* Metin Parçası:
Halkın yarattığı ağızdan ağza, kuşaktan kuşağa gelen, genellikle olağanüstü durumları anlatan edebi yönü fazla olan masalları hepimiz küçükken annemizden, babamızdan ve diğer aile büyüklerimizden dinlemişizdir.
Uzun kış gecelerinde, dışarıda kar yağarken bir taraftan sobada kızartılan kestaneler, bir taraftan fokur fokur kaynayan demli çaylar eşliğinde masalı anlatan büyüğümüzün etrafında toplanırdık.
O zaman telefonlar bu kadar akıllanmamıştı, evlerimize televizyon denilen sihirbaz kutusu girmemişti.
İYİLERİN KAZANDIĞI MUTLU SONLAR
İnsanlar arasındaki sohbetler bütün sıcaklığıyla devam ederken, masallar diyarında yolculuğa çıkardık. Biliyorum hepiniz içinizde “ah nerde o eski günler” diyorsunuzdur.

* Görev Yönergesi 1: Masallar üzerine yazılan metne göre, masalları küçükken kimlerden dinlediğimizi sırayla yaz.

(Nokta tabanlı işaretleme verileri)
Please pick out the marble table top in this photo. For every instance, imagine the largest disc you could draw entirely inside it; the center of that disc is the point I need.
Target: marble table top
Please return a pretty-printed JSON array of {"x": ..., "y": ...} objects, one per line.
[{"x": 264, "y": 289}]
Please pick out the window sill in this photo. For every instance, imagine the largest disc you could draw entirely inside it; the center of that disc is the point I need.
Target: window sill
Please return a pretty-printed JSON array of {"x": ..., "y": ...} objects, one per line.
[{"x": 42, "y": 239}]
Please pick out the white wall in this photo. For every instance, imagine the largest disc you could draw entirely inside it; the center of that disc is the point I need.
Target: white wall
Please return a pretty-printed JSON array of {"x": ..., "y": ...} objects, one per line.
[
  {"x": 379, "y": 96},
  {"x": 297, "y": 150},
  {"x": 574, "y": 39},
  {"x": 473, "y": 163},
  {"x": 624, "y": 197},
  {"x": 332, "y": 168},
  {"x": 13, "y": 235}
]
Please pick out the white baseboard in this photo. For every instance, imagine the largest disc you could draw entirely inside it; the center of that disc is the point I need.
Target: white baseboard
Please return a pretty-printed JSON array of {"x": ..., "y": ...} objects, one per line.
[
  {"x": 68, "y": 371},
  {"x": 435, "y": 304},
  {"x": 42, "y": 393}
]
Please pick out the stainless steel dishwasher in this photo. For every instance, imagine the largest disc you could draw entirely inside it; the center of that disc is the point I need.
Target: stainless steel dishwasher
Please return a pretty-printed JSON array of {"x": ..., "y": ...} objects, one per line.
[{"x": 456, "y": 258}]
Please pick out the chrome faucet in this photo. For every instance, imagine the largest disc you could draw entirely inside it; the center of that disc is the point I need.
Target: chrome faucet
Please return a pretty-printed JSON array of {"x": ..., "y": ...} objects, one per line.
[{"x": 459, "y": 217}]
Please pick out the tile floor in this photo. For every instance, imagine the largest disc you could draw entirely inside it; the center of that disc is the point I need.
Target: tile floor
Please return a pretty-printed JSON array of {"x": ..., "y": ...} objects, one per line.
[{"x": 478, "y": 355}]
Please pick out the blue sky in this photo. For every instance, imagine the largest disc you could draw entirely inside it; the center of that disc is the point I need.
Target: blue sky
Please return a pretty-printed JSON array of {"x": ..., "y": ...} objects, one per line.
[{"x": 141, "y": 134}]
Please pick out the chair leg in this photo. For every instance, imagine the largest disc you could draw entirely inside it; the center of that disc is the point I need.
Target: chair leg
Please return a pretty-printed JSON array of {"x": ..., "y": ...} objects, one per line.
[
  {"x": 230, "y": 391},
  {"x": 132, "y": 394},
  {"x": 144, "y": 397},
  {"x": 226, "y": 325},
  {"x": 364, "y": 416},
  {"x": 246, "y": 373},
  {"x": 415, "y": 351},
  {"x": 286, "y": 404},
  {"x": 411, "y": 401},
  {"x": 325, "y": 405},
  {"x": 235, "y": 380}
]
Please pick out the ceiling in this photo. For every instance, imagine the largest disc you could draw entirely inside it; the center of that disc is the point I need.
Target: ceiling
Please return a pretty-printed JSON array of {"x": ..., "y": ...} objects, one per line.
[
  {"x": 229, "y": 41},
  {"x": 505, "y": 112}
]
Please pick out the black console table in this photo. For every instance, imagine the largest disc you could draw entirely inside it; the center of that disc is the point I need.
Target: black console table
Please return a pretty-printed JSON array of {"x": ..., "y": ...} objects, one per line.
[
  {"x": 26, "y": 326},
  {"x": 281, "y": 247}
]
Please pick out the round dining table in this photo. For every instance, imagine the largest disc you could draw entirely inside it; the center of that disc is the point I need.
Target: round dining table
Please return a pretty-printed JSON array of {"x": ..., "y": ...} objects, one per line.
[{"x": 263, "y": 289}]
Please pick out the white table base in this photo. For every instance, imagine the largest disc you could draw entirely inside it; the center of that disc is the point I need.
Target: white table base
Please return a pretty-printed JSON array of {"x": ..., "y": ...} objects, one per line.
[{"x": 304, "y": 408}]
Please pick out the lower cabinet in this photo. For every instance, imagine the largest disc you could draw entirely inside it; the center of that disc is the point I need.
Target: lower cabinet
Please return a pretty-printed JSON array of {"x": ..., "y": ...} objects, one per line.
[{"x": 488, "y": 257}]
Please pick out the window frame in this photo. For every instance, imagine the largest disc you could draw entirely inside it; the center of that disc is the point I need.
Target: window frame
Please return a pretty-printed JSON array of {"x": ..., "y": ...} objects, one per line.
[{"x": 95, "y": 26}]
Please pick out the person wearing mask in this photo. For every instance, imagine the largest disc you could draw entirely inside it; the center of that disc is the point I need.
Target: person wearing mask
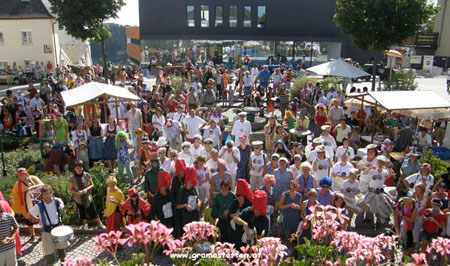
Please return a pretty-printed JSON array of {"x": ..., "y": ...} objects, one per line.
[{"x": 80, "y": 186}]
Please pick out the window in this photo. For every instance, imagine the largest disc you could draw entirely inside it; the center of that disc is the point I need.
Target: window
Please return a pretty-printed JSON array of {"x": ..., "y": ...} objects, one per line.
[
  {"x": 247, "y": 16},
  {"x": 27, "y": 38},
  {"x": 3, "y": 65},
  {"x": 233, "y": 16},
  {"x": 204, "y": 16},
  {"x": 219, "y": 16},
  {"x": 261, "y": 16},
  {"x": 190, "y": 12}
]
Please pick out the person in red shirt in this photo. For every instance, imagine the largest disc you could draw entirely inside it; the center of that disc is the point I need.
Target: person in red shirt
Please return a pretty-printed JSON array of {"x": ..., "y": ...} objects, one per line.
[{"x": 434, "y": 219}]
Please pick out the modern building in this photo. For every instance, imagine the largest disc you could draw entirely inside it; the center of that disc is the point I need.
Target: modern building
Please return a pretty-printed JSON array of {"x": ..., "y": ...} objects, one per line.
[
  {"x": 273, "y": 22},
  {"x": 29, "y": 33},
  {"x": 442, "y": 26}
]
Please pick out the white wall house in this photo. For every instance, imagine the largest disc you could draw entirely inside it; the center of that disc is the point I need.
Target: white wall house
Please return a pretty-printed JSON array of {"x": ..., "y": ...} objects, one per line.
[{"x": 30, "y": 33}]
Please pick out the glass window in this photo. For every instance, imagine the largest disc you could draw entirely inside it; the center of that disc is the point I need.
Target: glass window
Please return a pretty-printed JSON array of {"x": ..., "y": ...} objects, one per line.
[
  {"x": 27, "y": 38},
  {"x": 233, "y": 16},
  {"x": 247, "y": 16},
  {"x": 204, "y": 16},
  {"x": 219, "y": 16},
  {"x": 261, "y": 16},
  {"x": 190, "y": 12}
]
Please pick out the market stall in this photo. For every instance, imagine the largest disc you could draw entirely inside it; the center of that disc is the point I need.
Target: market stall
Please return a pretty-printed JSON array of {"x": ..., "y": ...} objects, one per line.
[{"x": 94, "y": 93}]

* Görev Yönergesi 2: Listede "blue" kelimesinin geçtiği bütün satırları hiç değiştirmeden listele.

* Alıştırma Yanıtı 1: Annemiz, babamız ve diğer aile büyüklerimiz.

* Alıştırma Yanıtı 2:
Please pick out the blue sky in this photo. For every instance, imagine the largest disc you could draw entirely inside it; the center of that disc is the point I need.
Target: blue sky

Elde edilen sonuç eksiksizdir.